REQUIREMENTS:
Print the listing below in its entirety, character for character.

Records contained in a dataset
════

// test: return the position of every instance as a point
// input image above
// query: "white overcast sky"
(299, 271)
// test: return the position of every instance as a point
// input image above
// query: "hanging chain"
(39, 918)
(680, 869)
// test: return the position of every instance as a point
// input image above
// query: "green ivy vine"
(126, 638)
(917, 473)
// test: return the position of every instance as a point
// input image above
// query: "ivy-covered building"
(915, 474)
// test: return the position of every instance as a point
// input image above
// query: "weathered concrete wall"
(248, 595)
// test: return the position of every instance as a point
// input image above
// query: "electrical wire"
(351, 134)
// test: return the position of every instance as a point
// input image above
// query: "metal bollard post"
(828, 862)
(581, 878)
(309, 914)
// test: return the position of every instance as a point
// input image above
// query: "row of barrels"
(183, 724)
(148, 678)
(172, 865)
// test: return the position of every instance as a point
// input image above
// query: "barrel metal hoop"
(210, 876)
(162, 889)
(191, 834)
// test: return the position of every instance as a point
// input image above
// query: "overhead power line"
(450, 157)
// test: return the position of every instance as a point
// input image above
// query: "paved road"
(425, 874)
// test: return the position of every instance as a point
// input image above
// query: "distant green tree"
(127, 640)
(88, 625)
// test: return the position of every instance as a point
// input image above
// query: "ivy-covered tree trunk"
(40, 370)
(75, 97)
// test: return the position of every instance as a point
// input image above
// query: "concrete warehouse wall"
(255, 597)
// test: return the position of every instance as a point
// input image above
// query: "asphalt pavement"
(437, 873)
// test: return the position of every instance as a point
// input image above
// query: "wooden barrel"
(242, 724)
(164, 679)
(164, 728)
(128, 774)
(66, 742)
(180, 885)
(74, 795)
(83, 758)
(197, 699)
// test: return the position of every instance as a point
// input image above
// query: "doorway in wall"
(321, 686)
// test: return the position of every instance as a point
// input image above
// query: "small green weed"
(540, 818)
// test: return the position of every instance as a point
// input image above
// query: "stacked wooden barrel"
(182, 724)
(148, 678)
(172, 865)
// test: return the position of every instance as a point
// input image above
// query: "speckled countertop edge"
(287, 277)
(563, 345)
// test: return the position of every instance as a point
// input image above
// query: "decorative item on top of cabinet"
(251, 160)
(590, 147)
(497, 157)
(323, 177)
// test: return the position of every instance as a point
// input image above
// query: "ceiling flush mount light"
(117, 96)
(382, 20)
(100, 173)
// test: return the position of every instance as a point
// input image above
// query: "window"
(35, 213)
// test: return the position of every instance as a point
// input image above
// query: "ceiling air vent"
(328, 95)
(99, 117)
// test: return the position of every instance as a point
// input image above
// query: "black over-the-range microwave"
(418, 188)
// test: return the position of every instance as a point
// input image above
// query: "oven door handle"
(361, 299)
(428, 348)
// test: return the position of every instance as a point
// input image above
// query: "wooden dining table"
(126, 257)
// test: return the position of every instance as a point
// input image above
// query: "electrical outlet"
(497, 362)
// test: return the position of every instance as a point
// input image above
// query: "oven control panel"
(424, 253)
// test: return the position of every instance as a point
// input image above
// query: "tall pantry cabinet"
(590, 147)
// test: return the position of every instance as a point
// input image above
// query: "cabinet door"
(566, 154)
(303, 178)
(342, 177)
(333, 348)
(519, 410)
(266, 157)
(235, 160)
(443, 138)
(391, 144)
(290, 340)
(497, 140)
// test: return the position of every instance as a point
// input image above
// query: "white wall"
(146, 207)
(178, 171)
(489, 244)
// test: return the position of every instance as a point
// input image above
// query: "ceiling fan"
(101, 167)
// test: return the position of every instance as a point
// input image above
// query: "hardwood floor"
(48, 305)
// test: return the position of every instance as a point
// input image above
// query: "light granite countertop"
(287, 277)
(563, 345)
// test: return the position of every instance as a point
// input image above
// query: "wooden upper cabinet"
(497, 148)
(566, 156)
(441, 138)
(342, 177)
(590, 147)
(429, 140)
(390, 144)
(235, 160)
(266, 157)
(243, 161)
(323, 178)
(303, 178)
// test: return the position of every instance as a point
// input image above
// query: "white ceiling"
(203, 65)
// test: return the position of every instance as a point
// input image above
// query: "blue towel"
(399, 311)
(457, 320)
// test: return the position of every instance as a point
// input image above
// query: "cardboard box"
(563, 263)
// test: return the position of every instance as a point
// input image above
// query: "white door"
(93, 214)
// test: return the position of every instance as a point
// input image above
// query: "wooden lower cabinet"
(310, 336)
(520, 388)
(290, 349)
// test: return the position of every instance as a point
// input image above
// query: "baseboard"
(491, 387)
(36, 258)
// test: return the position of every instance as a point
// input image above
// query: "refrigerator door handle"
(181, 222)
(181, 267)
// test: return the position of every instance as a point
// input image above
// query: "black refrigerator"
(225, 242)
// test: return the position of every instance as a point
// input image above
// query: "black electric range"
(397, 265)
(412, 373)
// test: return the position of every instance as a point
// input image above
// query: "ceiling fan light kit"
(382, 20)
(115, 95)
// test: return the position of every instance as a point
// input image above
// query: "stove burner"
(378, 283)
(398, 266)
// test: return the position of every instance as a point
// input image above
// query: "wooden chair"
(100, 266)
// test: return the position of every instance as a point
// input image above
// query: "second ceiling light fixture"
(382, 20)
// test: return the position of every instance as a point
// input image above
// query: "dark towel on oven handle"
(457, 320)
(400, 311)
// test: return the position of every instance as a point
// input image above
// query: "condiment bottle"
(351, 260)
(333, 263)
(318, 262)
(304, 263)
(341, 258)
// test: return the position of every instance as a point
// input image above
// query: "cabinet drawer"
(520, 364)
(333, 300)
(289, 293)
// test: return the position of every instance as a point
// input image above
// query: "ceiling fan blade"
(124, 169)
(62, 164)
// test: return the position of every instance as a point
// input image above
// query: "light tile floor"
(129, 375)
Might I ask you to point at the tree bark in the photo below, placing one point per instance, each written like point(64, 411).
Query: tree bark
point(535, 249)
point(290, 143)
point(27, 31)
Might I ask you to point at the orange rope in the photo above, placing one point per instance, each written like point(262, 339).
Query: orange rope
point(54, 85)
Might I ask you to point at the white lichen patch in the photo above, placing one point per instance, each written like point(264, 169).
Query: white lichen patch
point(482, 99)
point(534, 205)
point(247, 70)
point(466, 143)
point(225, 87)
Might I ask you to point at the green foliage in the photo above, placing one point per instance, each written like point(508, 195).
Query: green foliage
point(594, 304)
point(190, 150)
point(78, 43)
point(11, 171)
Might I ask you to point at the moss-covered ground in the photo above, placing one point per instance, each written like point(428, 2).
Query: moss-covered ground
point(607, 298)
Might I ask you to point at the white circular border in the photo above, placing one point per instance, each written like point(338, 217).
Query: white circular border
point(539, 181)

════

SOLUTION TO THE PROBLEM:
// test: return the position of every instance as a point
// input image above
// query: "white overcast sky"
(299, 271)
// test: return the position of every instance as a point
// input image above
// query: "hanging chain"
(39, 918)
(680, 869)
// test: return the position of every instance as a point
// input image above
// query: "green ivy vine"
(126, 638)
(917, 473)
// test: return the position of every instance as a point
// input image above
// query: "ivy-covered building"
(915, 474)
// test: return the position of every instance as a point
// input image above
// query: "weathered concrete wall"
(248, 595)
// test: return the position of every instance as a point
// input image above
// query: "electrical wire"
(351, 134)
// test: return the position of every instance as a point
// input image above
// query: "metal bollard post"
(828, 862)
(581, 878)
(309, 914)
// test: return the position of every instance as a point
// input image above
// query: "row of barrels"
(183, 724)
(148, 678)
(172, 865)
// test: return the position of every instance as a point
// input image above
// query: "barrel metal hoop"
(210, 876)
(162, 889)
(191, 834)
// test: return the position of every instance as a point
// input image above
// query: "overhead power line"
(450, 157)
// test: return the position of every instance as a point
// input image above
// query: "paved road"
(425, 874)
// test: return the position of every instance as a point
// input image above
// query: "distant green tree"
(127, 640)
(88, 625)
// test: return the position of every instance as a point
// input image above
// query: "ivy-covered tree trunk"
(40, 370)
(75, 97)
// test: return the position of every instance as a point
// input image above
// query: "concrete warehouse wall"
(255, 597)
// test: return the position of every instance as a point
// input image above
// query: "asphalt pavement"
(437, 873)
// test: return the position of every instance as a point
// input image above
// query: "wooden barrel"
(242, 724)
(164, 679)
(164, 728)
(128, 774)
(66, 742)
(180, 885)
(74, 795)
(83, 758)
(197, 699)
// test: return the position of every instance as a point
// input image above
// query: "doorway in wall"
(321, 686)
// test: return the position of every instance as a point
// input image above
// query: "small green weed"
(540, 818)
// test: return the position of every instance as a point
// input image above
// query: "stacked wooden barrel"
(182, 724)
(148, 678)
(172, 865)
// test: return the position of every instance as a point
// input image above
// query: "speckled countertop edge"
(287, 277)
(563, 345)
// test: return the position of every instance as a point
// input image above
// query: "decorative item on top of cabinet"
(251, 160)
(590, 147)
(497, 157)
(323, 177)
// test: return the position of every instance as a point
// input image above
// query: "ceiling flush mount light"
(117, 96)
(382, 20)
(100, 173)
// test: return the position of every instance as a point
// input image above
// query: "window"
(35, 213)
// test: return the position of every instance as a point
// input image above
// query: "ceiling air vent"
(328, 95)
(99, 117)
// test: return the position of every instance as a point
// input image above
// query: "black over-the-range microwave"
(418, 188)
// test: return the position of every instance as a point
// input image above
// query: "oven door handle"
(361, 299)
(428, 348)
// test: return the position of every instance as a point
// input image above
// query: "wooden dining table"
(126, 257)
// test: return the position of every instance as a point
// input image above
// query: "electrical outlet"
(497, 362)
// test: return the position of every instance as a point
// input image above
// query: "oven control panel"
(424, 253)
// test: return the position of every instance as a point
// input image above
// query: "tall pantry cabinet"
(590, 147)
// test: return the position of every instance as a point
// input image above
// query: "cabinet door"
(566, 154)
(303, 178)
(342, 177)
(333, 348)
(519, 410)
(266, 157)
(235, 160)
(443, 138)
(391, 144)
(290, 340)
(497, 140)
// test: return the position of every instance as a point
// input image above
// query: "white wall"
(146, 207)
(178, 171)
(489, 244)
// test: return the position of every instance as a point
// input image above
// query: "ceiling fan"
(101, 167)
// test: return the position of every instance as a point
// input image above
// query: "hardwood floor"
(48, 305)
// test: return the position of every instance as a point
// input image above
// query: "light granite countertop"
(287, 277)
(563, 345)
// test: return the position of every instance as a point
// input image above
// query: "wooden upper cabinet"
(497, 148)
(566, 156)
(441, 138)
(342, 177)
(590, 147)
(429, 140)
(390, 144)
(235, 160)
(266, 157)
(243, 161)
(323, 178)
(303, 178)
// test: return the position of every instance as a point
// input image above
// query: "white ceiling"
(203, 65)
// test: return the position of every instance as a point
// input image above
// query: "blue towel"
(399, 311)
(457, 320)
// test: return the position of every instance as a point
// input image above
// query: "cardboard box"
(563, 263)
// test: return the position of every instance as a point
// input image above
// query: "white door"
(93, 214)
// test: return the position of every instance as a point
// input image above
// query: "wooden lower cabinet"
(310, 336)
(520, 388)
(290, 349)
// test: return the position of every instance as a point
// input image above
// query: "baseboard"
(491, 387)
(36, 258)
// test: return the position of every instance as a point
// input image above
// query: "refrigerator door handle"
(181, 222)
(181, 267)
// test: return the position of every instance as a point
// input image above
// query: "black refrigerator"
(225, 242)
// test: return the position of every instance as a point
// input image above
// query: "black electric range"
(397, 265)
(412, 373)
// test: return the position of every instance as a point
// input image above
// query: "ceiling fan light kit"
(382, 20)
(115, 95)
// test: return the position of every instance as a point
// input image above
// query: "stove burner"
(378, 283)
(398, 266)
// test: return the position of every instance as a point
// input image above
// query: "wooden chair"
(100, 266)
// test: return the position of every instance as a point
// input image above
// query: "second ceiling light fixture"
(382, 20)
// test: return the position of every instance as a point
// input image above
// query: "dark towel on oven handle"
(457, 320)
(400, 311)
// test: return the position of every instance as a point
// input image above
// query: "condiment bottle"
(351, 260)
(333, 263)
(318, 262)
(304, 263)
(341, 258)
// test: return the position of every instance as a point
// input image above
// query: "cabinet drawer"
(520, 364)
(333, 300)
(289, 293)
// test: return the position of every instance as a point
// input image above
// query: "ceiling fan blade"
(124, 169)
(62, 164)
// test: return the position of every instance as a point
// input image above
// query: "light tile floor"
(129, 375)
Might I ask you to point at the tree bark in the photo below, placing one point per instance, each written like point(64, 411).
Query: tree bark
point(535, 249)
point(290, 143)
point(27, 31)
Might I ask you to point at the orange rope in the photo above, placing one point per instance, each written like point(262, 339).
Query: orange rope
point(54, 85)
Might I ask you to point at the white lichen patch in the photo above, placing one point per instance, each written like point(264, 169).
Query: white lichen patch
point(482, 99)
point(534, 205)
point(247, 70)
point(466, 143)
point(225, 87)
Might I ask you to point at the green foliage in the photo above, placing one point per instance, each written like point(508, 195).
Query: green foliage
point(594, 304)
point(190, 150)
point(78, 43)
point(11, 171)
Might I ask you to point at the moss-covered ground in the photo above, placing one point per instance, each written like point(428, 2).
Query: moss-covered ground
point(607, 298)
Might I ask you to point at the white circular border in the photo above, placing one point per instance, each written like point(338, 217).
Query: white circular border
point(539, 181)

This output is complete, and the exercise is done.